RECORDS Block Start
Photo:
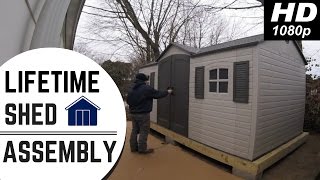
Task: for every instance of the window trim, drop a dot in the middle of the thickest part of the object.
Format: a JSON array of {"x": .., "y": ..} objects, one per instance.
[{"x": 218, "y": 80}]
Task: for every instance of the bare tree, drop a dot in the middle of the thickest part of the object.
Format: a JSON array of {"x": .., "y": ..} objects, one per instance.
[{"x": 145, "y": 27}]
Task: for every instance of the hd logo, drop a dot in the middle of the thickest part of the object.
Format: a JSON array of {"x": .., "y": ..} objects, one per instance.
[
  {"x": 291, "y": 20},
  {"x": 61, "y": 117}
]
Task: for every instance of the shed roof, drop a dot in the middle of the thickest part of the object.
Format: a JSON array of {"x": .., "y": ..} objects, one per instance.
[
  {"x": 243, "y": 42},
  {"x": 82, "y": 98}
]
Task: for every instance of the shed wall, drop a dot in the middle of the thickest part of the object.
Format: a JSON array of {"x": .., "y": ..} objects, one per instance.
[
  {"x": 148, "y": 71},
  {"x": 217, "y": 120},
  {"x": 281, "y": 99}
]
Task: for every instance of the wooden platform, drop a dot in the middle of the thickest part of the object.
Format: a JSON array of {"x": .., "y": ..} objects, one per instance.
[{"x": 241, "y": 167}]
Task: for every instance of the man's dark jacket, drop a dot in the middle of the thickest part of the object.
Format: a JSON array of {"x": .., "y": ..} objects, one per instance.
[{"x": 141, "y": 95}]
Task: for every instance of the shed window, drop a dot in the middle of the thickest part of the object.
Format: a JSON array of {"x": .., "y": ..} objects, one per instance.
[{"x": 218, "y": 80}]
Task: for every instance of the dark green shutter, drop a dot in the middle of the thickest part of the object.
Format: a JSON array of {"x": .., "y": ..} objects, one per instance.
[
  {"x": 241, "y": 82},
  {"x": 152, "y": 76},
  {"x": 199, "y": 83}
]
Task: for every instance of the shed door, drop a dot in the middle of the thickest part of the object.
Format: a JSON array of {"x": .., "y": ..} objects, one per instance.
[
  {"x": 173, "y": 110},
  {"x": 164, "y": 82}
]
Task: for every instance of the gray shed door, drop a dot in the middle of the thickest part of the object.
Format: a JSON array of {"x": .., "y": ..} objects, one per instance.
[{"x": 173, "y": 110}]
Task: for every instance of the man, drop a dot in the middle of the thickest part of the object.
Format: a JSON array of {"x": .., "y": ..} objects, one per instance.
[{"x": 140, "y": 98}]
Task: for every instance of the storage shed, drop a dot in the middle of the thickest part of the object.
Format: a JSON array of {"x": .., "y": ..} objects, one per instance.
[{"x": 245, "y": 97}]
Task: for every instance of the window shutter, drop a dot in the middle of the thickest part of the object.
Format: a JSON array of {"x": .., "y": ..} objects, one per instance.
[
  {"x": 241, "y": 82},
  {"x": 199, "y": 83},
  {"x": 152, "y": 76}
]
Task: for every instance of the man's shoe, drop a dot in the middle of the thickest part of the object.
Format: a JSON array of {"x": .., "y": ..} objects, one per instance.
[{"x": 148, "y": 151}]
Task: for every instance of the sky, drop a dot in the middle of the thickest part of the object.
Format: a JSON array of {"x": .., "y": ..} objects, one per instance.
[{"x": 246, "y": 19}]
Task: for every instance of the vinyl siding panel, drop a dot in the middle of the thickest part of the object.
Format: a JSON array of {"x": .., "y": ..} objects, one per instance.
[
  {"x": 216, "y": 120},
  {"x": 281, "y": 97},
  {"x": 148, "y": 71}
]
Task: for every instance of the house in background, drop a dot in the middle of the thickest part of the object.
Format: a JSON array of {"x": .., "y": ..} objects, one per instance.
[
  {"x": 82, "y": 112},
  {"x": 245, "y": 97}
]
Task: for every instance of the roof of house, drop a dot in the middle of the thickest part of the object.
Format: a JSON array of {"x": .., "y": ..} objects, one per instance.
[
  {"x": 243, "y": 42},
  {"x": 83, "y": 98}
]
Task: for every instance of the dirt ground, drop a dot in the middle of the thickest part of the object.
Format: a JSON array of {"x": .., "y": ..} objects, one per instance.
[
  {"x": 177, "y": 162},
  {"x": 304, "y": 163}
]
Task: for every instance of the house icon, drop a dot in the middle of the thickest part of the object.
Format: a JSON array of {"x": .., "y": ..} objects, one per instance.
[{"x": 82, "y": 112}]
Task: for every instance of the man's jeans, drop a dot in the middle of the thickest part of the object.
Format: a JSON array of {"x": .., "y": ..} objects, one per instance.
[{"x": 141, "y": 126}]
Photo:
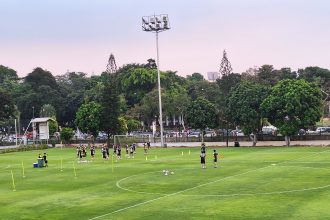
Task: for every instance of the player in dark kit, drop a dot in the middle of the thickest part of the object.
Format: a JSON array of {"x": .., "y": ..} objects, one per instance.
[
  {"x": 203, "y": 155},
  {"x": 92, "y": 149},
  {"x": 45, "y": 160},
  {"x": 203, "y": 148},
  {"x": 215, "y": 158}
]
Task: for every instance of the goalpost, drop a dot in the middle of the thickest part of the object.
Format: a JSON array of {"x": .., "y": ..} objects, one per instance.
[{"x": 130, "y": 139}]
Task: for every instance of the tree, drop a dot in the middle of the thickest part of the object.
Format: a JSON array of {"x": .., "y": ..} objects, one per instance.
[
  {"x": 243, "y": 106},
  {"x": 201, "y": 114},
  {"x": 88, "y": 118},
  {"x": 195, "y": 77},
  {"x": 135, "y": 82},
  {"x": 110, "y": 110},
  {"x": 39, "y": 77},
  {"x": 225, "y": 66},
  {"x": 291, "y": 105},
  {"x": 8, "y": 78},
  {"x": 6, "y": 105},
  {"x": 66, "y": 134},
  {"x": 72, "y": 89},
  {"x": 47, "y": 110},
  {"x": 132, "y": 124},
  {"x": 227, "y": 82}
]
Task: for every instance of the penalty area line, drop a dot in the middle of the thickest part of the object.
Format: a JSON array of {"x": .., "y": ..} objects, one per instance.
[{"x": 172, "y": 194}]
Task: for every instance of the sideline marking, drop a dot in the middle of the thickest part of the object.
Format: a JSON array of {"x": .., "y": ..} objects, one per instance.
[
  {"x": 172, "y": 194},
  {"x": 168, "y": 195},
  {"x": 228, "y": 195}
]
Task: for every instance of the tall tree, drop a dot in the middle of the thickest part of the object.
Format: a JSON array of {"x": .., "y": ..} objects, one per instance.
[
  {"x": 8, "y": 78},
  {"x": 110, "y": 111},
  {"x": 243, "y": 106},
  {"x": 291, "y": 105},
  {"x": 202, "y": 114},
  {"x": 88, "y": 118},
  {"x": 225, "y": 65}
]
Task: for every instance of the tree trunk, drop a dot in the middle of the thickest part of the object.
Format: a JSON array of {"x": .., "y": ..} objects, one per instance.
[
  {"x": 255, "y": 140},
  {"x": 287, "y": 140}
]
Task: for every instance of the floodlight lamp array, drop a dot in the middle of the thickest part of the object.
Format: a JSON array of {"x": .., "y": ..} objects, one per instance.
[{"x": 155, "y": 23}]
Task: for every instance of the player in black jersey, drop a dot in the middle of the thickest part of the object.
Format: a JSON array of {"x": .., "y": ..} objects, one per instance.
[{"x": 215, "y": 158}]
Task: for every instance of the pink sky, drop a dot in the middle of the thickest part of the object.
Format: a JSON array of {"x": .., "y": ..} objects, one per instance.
RECORDS Block End
> **WHAT IS REQUIRED**: Would you transcribe the listing above line by line, exactly, leaving every picture out?

> **SOLUTION TO THIS PROBLEM**:
Photo:
Task: for every instance of the window trim, drop a dot in the middle of the thickest part of the object.
Format: a JSON array of {"x": .., "y": ..} objects, one per instance.
[{"x": 218, "y": 80}]
Task: for every instance of the bare tree, drop a dot in the middle of the thickest part of the object.
Format: a JSON array of {"x": .., "y": ..} objects, one per instance.
[{"x": 145, "y": 27}]
Task: for every instance of the hd logo, drop a dot in the middle of the thickest part of the object.
Format: a JSON array of {"x": .., "y": ..} objects, one per instance.
[
  {"x": 291, "y": 20},
  {"x": 61, "y": 117}
]
Task: for every instance of the shed roof, drop a dot in the middle of the thickest part of the object.
Format: a JSON array of {"x": .., "y": ..} objects, one per instance.
[
  {"x": 243, "y": 42},
  {"x": 82, "y": 98}
]
Task: for every instance of the shed wall, drop a dot in the middle of the thickest part of the object.
Format: a JSON array of {"x": .., "y": ..} objects, one per instance.
[
  {"x": 148, "y": 71},
  {"x": 217, "y": 120},
  {"x": 281, "y": 99}
]
Task: for every instance of the wooden platform, drop a dot in the middle of the thickest part of the object.
Format: a JSON array of {"x": .., "y": ..} objects, one per instance.
[{"x": 241, "y": 167}]
Task: for every instance of the man's dark jacket, drop a dot in the middle of the thickest part of the object.
Format: a JSON array of {"x": .., "y": ..} objects, one per instance.
[{"x": 141, "y": 95}]
Task: for every instance of the shed window, drop a dot in the middle of the thickest part of the object.
Format: a JSON array of {"x": .., "y": ..} objects, one per instance.
[{"x": 218, "y": 80}]
Task: for every instance of the dark green shutter, drop a dot in the middle of the thickest part of the object.
Format: a JSON array of {"x": .., "y": ..} objects, one per instance.
[
  {"x": 241, "y": 82},
  {"x": 152, "y": 76},
  {"x": 199, "y": 83}
]
Task: for every instance of the shed door, drop a dot in the middle of the thickest part of the object.
Format: a JSON array of {"x": .., "y": ..} objects, one per instance.
[
  {"x": 173, "y": 110},
  {"x": 164, "y": 82}
]
Task: for every instance of the gray shed door, drop a dot in the middle of the thickest part of the object.
Format: a JSON array of {"x": .., "y": ..} objects, one per instance.
[{"x": 173, "y": 110}]
Task: for every instance of the man, drop a dot in the middle of the thickest part of the object.
Format: a JSON array of {"x": .., "y": ..} objects, one per instance.
[{"x": 140, "y": 98}]
Task: for every instance of the storage shed, drop a dot in the middle of the thickest part of the object.
Format: a JSON array of {"x": .., "y": ..} objects, one per instance.
[{"x": 245, "y": 97}]
Task: for every instance of the window shutter, drop a dot in the middle of the thickest part of the object.
Format: a JSON array of {"x": .., "y": ..} objects, one per instance.
[
  {"x": 241, "y": 82},
  {"x": 199, "y": 83},
  {"x": 152, "y": 76}
]
Task: for every instance of the man's shoe, drop a dot in the middle of the thickest part of the object.
Format: a JSON array of {"x": .., "y": ..} objects, one per instance.
[{"x": 148, "y": 151}]
Task: for every instance of the sky, drop a dot in the middle of the thickest part of the object.
Format: a JSON array of {"x": .., "y": ..} objects, one per instance.
[{"x": 246, "y": 19}]
Task: for every instance of the vinyl siding panel, drop a dot in the middle of the thickest part of the object.
Format: a JSON array of {"x": .., "y": ..} objects, one per instance.
[
  {"x": 216, "y": 120},
  {"x": 281, "y": 97},
  {"x": 148, "y": 71}
]
Task: for every instance of the house in background, drop a dot in the middle of the thickest part of the object.
Format: a JSON array of {"x": .., "y": ..} objects, one per instance.
[
  {"x": 82, "y": 112},
  {"x": 245, "y": 97}
]
Task: for every instance of the roof of house, drop a dot in the middle of the thickest part of the object.
Format: a JSON array of {"x": .., "y": ..} objects, one per instance.
[
  {"x": 243, "y": 42},
  {"x": 83, "y": 98}
]
Task: for every instance of the dirt ground, drop a dot in the middle of the thickest part of the object.
Format: a JSON array of {"x": .., "y": ..} objects, one per instance.
[
  {"x": 177, "y": 162},
  {"x": 304, "y": 163}
]
Task: for every instance of the house icon, drop a dot in the middle of the thickest part of the object.
Format: a JSON array of {"x": .., "y": ..} objects, one per instance.
[{"x": 82, "y": 112}]
Task: for every instance of the man's jeans, drop a dot in the middle of the thickest part of the object.
Format: a JSON array of {"x": .., "y": ..} objects, one per instance.
[{"x": 141, "y": 126}]
Photo:
Task: for every instance of the player in dark kit, drop a dot in the middle of the thickest part of the object.
Format: a JSON array of {"x": .., "y": ..} objects, one per instance.
[
  {"x": 203, "y": 155},
  {"x": 92, "y": 149},
  {"x": 45, "y": 160},
  {"x": 203, "y": 148},
  {"x": 215, "y": 158}
]
Task: for every instance of the goalpost, drop a dot in the middle of the thickest part of the object.
Format: a JSON array of {"x": .., "y": ..} objects, one per instance.
[{"x": 130, "y": 139}]
Task: for every instance of the tree, drop a dot in the middle of the thickest part of the object.
Format: a JSON array of {"x": .., "y": ..} objects, one per instance.
[
  {"x": 243, "y": 106},
  {"x": 201, "y": 114},
  {"x": 88, "y": 118},
  {"x": 195, "y": 77},
  {"x": 135, "y": 82},
  {"x": 110, "y": 110},
  {"x": 39, "y": 77},
  {"x": 225, "y": 66},
  {"x": 291, "y": 105},
  {"x": 8, "y": 78},
  {"x": 6, "y": 105},
  {"x": 66, "y": 134},
  {"x": 72, "y": 89},
  {"x": 47, "y": 110},
  {"x": 132, "y": 124},
  {"x": 227, "y": 82}
]
Task: for every instance of the penalty area line, drop a dot in the middle of the thickest part of the object.
Format: a JSON array of {"x": .., "y": ..} objects, one per instance.
[{"x": 172, "y": 194}]
Task: for every instance of the sideline marking, drop a dot in the middle of the thickest part of the object.
Format: a JSON array of {"x": .., "y": ..} objects, one per instance.
[
  {"x": 172, "y": 194},
  {"x": 168, "y": 195},
  {"x": 228, "y": 195}
]
Task: for every instance of the tall tree, drop a dot in the middle of the thickest part of the object.
Format: a JSON array of {"x": .., "y": ..} objects, one per instance.
[
  {"x": 8, "y": 78},
  {"x": 110, "y": 111},
  {"x": 243, "y": 106},
  {"x": 291, "y": 105},
  {"x": 202, "y": 114},
  {"x": 88, "y": 118},
  {"x": 225, "y": 65}
]
Task: for every instance of the tree trunk, drop a dot in the middle of the thickest part of the object.
Format: a JSON array of {"x": .., "y": ..} objects, one per instance.
[
  {"x": 255, "y": 140},
  {"x": 287, "y": 140}
]
Task: for every instance of the floodlight lamp array, drop a dot in the middle of the thickest part of the object.
Format: a JSON array of {"x": .., "y": ..} objects, one per instance.
[{"x": 155, "y": 23}]
Task: for every instance of the player in black jersey, drop a dot in the middle of the thickest part of the object.
Format: a JSON array of {"x": .., "y": ..} objects, one per instance.
[{"x": 215, "y": 158}]
Task: for every instance of the pink sky, drop a dot in the middle of the thickest part of the object.
Format: a JSON array of {"x": .., "y": ..} objects, one per instance.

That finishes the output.